» EXERCISE REQUIREMENTS
Starting from the first line below, repeat the data exactly through to the last.

(Records from a collection)
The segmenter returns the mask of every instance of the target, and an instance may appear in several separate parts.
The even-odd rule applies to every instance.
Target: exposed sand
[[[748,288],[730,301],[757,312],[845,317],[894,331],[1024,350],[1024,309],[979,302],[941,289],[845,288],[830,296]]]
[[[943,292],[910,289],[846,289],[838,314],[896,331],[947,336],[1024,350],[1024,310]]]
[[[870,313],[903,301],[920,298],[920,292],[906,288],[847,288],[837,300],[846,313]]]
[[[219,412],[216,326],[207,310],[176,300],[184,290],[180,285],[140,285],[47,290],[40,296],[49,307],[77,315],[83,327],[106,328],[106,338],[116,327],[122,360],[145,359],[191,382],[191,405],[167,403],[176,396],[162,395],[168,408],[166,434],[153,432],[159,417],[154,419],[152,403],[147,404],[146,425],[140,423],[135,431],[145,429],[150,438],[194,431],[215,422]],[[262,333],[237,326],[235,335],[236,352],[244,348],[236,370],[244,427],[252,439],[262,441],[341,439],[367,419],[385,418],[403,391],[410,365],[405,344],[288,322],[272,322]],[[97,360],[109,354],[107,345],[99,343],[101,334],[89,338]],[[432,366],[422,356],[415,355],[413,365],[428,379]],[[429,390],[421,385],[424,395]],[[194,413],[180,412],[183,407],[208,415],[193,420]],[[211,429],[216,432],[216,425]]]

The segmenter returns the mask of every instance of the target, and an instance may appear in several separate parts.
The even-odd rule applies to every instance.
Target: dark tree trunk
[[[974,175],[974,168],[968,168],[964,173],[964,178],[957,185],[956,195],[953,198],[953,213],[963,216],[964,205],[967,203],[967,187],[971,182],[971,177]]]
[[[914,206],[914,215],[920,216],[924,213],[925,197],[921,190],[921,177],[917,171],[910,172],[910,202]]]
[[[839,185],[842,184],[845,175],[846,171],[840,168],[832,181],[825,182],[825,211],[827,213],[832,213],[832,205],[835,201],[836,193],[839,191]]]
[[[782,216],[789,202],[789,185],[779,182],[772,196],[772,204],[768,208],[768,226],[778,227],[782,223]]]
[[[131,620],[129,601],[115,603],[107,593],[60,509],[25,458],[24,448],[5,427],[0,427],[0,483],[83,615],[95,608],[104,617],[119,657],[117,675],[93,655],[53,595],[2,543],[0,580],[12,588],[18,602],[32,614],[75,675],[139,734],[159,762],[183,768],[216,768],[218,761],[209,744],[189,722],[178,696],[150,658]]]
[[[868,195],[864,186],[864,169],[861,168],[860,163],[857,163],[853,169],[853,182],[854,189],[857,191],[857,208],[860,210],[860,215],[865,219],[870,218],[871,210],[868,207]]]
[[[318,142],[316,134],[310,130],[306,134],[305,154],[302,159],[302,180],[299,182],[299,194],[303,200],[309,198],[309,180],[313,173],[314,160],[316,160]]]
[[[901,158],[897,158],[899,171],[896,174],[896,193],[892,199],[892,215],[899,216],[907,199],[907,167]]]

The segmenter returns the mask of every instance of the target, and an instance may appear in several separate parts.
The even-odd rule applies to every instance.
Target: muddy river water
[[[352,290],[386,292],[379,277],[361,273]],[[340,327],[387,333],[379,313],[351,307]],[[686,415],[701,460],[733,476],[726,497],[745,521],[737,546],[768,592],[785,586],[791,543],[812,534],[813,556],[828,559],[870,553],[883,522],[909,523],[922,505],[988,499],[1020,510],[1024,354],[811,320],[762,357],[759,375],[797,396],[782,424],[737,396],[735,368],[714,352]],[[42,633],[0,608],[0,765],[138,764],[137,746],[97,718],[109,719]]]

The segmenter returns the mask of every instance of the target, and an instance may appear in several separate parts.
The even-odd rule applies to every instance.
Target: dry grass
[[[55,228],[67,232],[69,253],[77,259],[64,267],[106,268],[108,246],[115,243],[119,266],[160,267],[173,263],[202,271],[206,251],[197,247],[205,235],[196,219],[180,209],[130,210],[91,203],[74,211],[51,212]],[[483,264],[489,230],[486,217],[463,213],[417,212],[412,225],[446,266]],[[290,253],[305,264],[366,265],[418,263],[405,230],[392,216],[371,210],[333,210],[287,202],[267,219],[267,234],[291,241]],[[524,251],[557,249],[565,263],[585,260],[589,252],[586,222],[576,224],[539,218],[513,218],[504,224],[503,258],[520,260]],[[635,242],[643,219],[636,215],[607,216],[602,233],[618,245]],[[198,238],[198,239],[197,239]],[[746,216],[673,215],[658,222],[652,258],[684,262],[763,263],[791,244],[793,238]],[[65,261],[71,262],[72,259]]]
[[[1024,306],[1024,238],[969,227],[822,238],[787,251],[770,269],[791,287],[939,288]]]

» SOLUTION
The segmenter returns the mask of every instance of the target, and an instance may appear in several separate parts.
The even-odd rule applies to every instance.
Target: exposed sand
[[[748,288],[730,301],[757,312],[845,317],[894,331],[1024,350],[1024,309],[979,302],[941,289],[845,288],[830,296]]]
[[[943,292],[910,289],[846,289],[838,314],[896,331],[947,336],[1024,350],[1024,310]]]
[[[870,313],[903,301],[920,298],[920,292],[906,288],[847,288],[837,300],[846,313]]]
[[[219,412],[216,326],[207,310],[176,300],[184,290],[180,285],[140,285],[47,290],[40,296],[49,307],[77,315],[83,327],[106,328],[106,338],[116,327],[122,360],[145,359],[191,382],[191,405],[167,403],[176,396],[162,395],[168,408],[166,434],[153,432],[159,417],[154,419],[152,403],[147,404],[146,425],[140,423],[135,431],[145,429],[150,438],[194,431],[215,422]],[[262,333],[237,326],[235,335],[236,352],[244,348],[236,370],[244,427],[252,439],[262,441],[341,439],[367,419],[385,418],[403,391],[410,365],[405,344],[288,322],[272,322]],[[97,360],[109,354],[107,345],[99,343],[101,334],[89,338]],[[432,366],[422,356],[415,355],[413,365],[428,379]],[[429,390],[421,385],[424,395]],[[194,413],[180,412],[183,407],[208,415],[193,420]],[[211,429],[216,432],[216,425]]]

The segmenter returns the mask of every instance of the target, and an instance may appear in several separate parts.
The even-odd rule applies to every instance.
Target: dark tree trunk
[[[974,175],[974,168],[968,168],[964,173],[964,178],[957,185],[956,195],[953,198],[953,213],[963,216],[964,205],[967,203],[967,187],[971,182],[971,177]]]
[[[914,206],[914,215],[920,216],[924,213],[925,197],[921,190],[921,177],[917,171],[910,172],[910,202]]]
[[[839,185],[842,184],[845,175],[846,171],[840,168],[832,181],[825,182],[825,211],[827,213],[832,213],[832,205],[835,201],[836,193],[839,191]]]
[[[782,216],[789,202],[789,185],[779,182],[772,196],[772,204],[768,208],[768,226],[778,227],[782,223]]]
[[[131,620],[129,601],[115,603],[107,593],[60,509],[25,458],[24,448],[5,427],[0,427],[0,483],[83,615],[95,608],[104,617],[119,657],[117,675],[93,655],[53,595],[2,543],[0,580],[12,588],[18,602],[32,614],[75,675],[139,734],[159,762],[183,768],[216,768],[218,761],[209,744],[189,722],[178,696],[150,658]]]
[[[868,195],[864,186],[864,169],[861,168],[860,163],[857,163],[853,169],[853,182],[854,189],[857,191],[857,208],[860,210],[860,215],[865,219],[870,218],[871,210],[868,207]]]
[[[318,142],[316,134],[310,130],[306,134],[305,154],[302,159],[302,180],[299,182],[299,194],[303,200],[309,198],[309,180],[313,173],[314,160],[316,160]]]
[[[901,158],[897,158],[899,171],[896,174],[896,193],[892,199],[892,215],[899,216],[907,199],[907,167]]]

The segmenter returns the mask of every instance of the target, and an instance may appear in several separate parts.
The even-odd rule applies to every instance.
Target: muddy river water
[[[352,290],[386,292],[379,277],[361,273]],[[340,327],[387,333],[379,313],[351,307]],[[686,415],[701,460],[733,476],[726,497],[745,521],[737,546],[768,592],[785,586],[791,543],[812,534],[813,556],[828,559],[870,553],[883,522],[909,523],[922,505],[988,499],[1020,510],[1024,354],[811,320],[762,357],[759,375],[797,396],[782,424],[737,396],[735,368],[714,352]],[[42,633],[0,608],[0,765],[138,764],[137,746],[97,718],[109,719]]]

The segmenter returns the mask of every instance of the target, and an instance may appear in several separate parts.
The even-odd rule applies to every instance.
Target: dry grass
[[[55,228],[67,232],[69,253],[77,259],[64,267],[106,268],[108,246],[115,243],[119,266],[160,267],[173,263],[202,271],[206,251],[197,247],[205,235],[196,219],[180,209],[130,210],[91,203],[74,211],[51,212]],[[483,264],[489,230],[486,217],[463,213],[417,212],[412,225],[446,266]],[[290,253],[305,264],[366,265],[418,263],[405,230],[392,216],[371,210],[333,210],[287,202],[267,219],[267,234],[291,241]],[[524,251],[557,249],[565,263],[585,260],[589,252],[586,222],[576,224],[539,218],[513,218],[504,224],[503,258],[520,260]],[[635,242],[643,219],[636,215],[607,216],[602,233],[618,245]],[[198,238],[198,239],[197,239]],[[746,216],[673,215],[658,222],[652,258],[684,262],[763,263],[791,244],[793,238]],[[65,261],[71,262],[72,259]]]
[[[1024,306],[1024,238],[969,227],[822,238],[787,251],[770,269],[791,287],[939,288]]]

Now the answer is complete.